REQUIRED TASK: Carry on the passage about how FORS1 archive frames are named and packaged, picking up right after its final sentence.
+++ TEXT TO READ
In the ESO archive, each frame is identified by a name that refers to the instrument and the instant when an exposure was started. In case of FORS1 data: FORS1.YYYY-MM-DDThh-mm-ss.xxx.fits where YYYY-MM-DD refers to the year, month and day of the observation, and hh-mm-ss.xxx the hour, minute and second (with millisecond precision) when shutter was opened for the observation (UT). We note that files produced until the end of period 67 were called FORS.YYYY-MM-DDThh-mm-ss.xxx.fits.
In our context it is useful to group together all the frames of the observing series that have been used to obtain a certain magnetic field measurement. Therefore, for each entry of our catalogue, we have produced a tarball named STARNAME_PID_III.X-JJJJ_MJD_nnnnn.mmm.tar where STARNAME is the star name, III.X-JJJJ is the programme ID and nnnnn.mmm is the Modified Julian Date of the observation. Very few objects oberved in multi-object mode could not be identified (see Bagnulo et al., 2006). In these cases, instead of STARNAME we used RAhh_mm_ss.s where hh:mm:ss.s is the RA of the centre of the slit read in the fits-headers. This way, each tarball is unambiguously associated with each entry of the catalogue and Table 5.
Each tarball includes an ASCII file with the same name as the tarball itself (without the extension .tar) which contains the list of original frames used for the field determination. In this file, each filename is followed by: the exposure time in seconds of each individual frame (fits-header keyword EXPTIME); the position angle of the retarder waveplate with respect to the parallel beam of the Wollaston prism (fits-header keyword INS.RETA4.ROT)5; the exposure number, and the total number of exposures in each OB template, and the OB number, given by fits-keywords NEXP EXP and OB, respectively. The file name list is followed by two lines with the grism name, the slit width, the spectral resolution, the detector name and the readout mode. An example of such file is given in Table 4.
++++++
+++ SOURCE MATERIAL
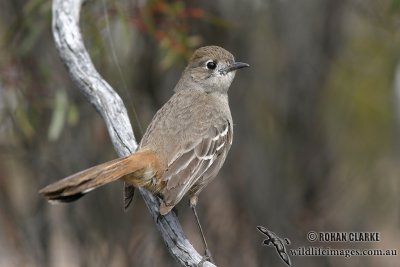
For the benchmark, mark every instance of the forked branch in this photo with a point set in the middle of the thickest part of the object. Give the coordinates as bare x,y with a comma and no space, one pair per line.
107,102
++++++
SOLVED PROBLEM:
The tarball includes an ASCII file for each frame of the observing series used to determine ⟨ Bz ⟩. This file is identified by the same name as the original frame archive name, having replaced the extension .fits with .prof. In case of observations obtained in multi-object mode, the name of the .prof file refers also to the slitlet number where the star was centred, e.g., FORS1.YYYY-MM-DDThh-mm-ss.xxx_Syy.fits, where yy may be 02, 04, ..., 18. Each of these .prof files have three columns: wavelength in Å (Col. 1), flux and flux error in ADUs (Cols. 2 and 3, respectively).
7. Comparison with previously published field values
It is of interest to compare the ⟨ Bz ⟩ values obtained from the current suite of reduction programs with results published in the literature and obtained from the same datasets.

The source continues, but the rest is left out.